Extracted records:
···

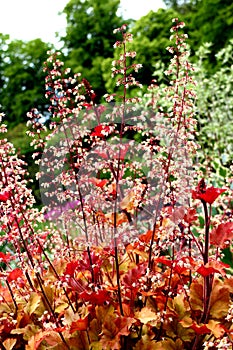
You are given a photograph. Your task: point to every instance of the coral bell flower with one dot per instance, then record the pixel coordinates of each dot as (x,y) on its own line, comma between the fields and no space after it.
(4,196)
(208,195)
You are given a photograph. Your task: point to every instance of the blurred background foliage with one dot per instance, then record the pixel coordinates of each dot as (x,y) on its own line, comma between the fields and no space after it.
(88,48)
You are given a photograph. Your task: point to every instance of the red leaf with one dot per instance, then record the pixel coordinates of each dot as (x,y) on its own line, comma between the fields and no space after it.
(222,233)
(208,195)
(146,238)
(97,298)
(206,271)
(4,196)
(14,275)
(71,267)
(200,329)
(98,182)
(101,130)
(133,275)
(79,325)
(163,260)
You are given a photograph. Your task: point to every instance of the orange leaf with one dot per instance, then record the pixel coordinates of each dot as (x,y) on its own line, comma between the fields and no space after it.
(120,218)
(79,325)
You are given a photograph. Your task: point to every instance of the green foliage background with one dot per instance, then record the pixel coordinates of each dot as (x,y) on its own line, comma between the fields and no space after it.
(88,48)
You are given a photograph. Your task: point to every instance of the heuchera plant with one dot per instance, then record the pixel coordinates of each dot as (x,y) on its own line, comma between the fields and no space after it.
(127,250)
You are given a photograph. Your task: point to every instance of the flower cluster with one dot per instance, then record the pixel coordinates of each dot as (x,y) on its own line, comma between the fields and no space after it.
(126,253)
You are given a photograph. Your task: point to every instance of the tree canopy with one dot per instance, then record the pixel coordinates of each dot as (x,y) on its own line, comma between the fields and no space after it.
(22,77)
(89,37)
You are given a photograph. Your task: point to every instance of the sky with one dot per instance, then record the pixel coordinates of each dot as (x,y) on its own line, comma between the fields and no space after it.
(31,19)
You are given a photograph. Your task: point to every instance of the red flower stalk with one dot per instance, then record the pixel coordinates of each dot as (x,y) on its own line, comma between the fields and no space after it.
(4,196)
(208,195)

···

What is needed - Transcribe the records above exactly, leaving out every picture.

Full answer -
You are given a photograph. Your task: point to every instance of the coral bell flower with one dot per instance, then record the pixel coordinates of each dot as (x,y) on its own line, comma between the fields and no space after it.
(4,196)
(208,195)
You are given a photograph. Your task: point to every instance of the blurred background foliage with one dot per instance, then record the pixel coordinates of each dot as (x,y) on its own line, comma between the fields and no space after it.
(88,48)
You are given a photograph. Your task: point to every instance of the red leaf with one dot per instance, then record the pixel coordinates of each dot as (x,y) on its own line, comma between the fields and no space after it.
(222,233)
(208,195)
(146,238)
(97,298)
(206,271)
(4,196)
(14,275)
(71,267)
(200,329)
(98,182)
(101,130)
(133,275)
(79,325)
(163,260)
You are given a photograph. Your task: point to every instance of the orange leaf with one dot per instance, then record the pixel coordinates of each dot as (x,y) on its own line, comma between the fields and no space after it.
(120,218)
(79,325)
You are given a photograph. Your task: point to every instance of the green foliage background with one dot per instance, then record the pixel coordinates of each dot as (x,y) on its own line, comma between the fields and no space after it.
(88,48)
You are given a photograph. Your task: point to every instance of the heuchera plant with one dot per instance, then record the pixel coordinates of each dot as (x,y) on its own line, comma between the fields and no space after it.
(127,250)
You are given a photograph. Your task: point to every instance of the flower cluster with one dot per instance, then record the pixel coordinates of each dot as (x,y) on its own line, comma between the fields and no space after it.
(126,253)
You are given a photograph. Your task: point to every instance of the tree canopy with one dot per instance, then record the pixel coordinates of each dot as (x,y) on its own line, comma between the fields and no space after it.
(22,77)
(89,37)
You are given a photograph. Your task: point to every instance of the sky with one dot per instance, then record the pixel coordinates of each dot as (x,y) on its own line, comma between the fields and no space after it.
(31,19)
You are given a photograph. Your task: point to every instance of the red flower stalk with one dot per instance, then record the pixel coordinates of each dot as (x,y) on its own line, comma between the fields and no space after it.
(4,196)
(208,195)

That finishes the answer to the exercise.